[Start TEXT EXTRACT]

The Datree CLI runs automatic checks on every resource that exists in a given path. After the check is complete, Datree displays a detailed output of any violation or misconfiguration it finds, with guidelines on how to fix it:

Scan your cluster with Datree

$ kubectl datree test -- -n argocd

You can use the Datree kubectl plugin to validate your resources after deployments, get ready for future version upgrades and monitor the overall compliance of your cluster.

Scan your manifests in the CI

In general, Datree can be used in the CI, as a local testing library, or even as a pre-commit hook. To use datree, you first need to install the command on your machine, and then execute it with the following command:

$ datree test -.datree/k8s-demo.yaml >> File: .datree/k8s-demo.yaml
[V] YAML Validation
[V] Kubernetes schema validation
[X] Policy check

X Ensure each container image has a pinned (tag) version [1 occurrence]
- metadata.name: rss-site (kind: Deployment)

[End TEXT EXTRACT]

### TASK TO CARRY OUT:
Can you duplicate the Datree text word for word, everything from "In general, Datree" down to "rss-site (kind: Deployment)"? The lines below the Datree text come from a separate source.

[Start INFORMATION PROVIDED]

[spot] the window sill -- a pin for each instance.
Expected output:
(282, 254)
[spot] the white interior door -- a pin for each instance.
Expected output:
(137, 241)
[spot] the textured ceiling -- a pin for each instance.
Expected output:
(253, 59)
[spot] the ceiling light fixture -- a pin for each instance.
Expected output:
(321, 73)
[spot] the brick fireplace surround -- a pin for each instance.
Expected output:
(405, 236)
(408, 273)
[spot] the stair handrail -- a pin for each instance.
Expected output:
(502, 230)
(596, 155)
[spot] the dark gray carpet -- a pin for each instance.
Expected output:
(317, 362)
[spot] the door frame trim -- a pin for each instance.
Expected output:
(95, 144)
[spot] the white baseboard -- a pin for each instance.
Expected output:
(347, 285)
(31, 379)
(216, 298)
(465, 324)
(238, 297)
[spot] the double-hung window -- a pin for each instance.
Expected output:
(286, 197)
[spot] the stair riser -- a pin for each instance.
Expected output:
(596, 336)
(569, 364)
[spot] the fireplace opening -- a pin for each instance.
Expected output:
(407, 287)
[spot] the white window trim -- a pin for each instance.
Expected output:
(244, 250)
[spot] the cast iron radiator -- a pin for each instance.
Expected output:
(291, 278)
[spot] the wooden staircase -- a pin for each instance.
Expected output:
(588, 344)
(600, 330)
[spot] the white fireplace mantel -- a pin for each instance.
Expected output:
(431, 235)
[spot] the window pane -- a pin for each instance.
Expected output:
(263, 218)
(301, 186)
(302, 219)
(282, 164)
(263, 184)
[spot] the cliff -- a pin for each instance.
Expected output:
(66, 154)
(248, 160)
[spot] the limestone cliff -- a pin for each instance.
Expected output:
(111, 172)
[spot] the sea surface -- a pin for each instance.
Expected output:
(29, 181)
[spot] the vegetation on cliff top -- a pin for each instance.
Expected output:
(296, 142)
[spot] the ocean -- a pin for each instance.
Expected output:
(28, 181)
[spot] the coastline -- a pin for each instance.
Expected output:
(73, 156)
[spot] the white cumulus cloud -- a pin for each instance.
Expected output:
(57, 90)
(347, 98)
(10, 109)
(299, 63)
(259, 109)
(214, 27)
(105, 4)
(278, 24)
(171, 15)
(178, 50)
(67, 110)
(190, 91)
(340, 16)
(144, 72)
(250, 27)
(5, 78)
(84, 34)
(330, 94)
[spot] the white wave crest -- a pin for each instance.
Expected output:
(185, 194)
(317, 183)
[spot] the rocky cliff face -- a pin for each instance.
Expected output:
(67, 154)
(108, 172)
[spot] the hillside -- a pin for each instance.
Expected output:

[End INFORMATION PROVIDED]

### COMPLETED TASK:
In general, Datree can be used in the CI, as a local testing library, or even as a pre-commit hook. To use datree, you first need to install the command on your machine, and then execute it with the following command:

$ datree test -.datree/k8s-demo.yaml >> File: .datree/k8s-demo.yaml
[V] YAML Validation
[V] Kubernetes schema validation
[X] Policy check

X Ensure each container image has a pinned (tag) version [1 occurrence]
- metadata.name: rss-site (kind: Deployment)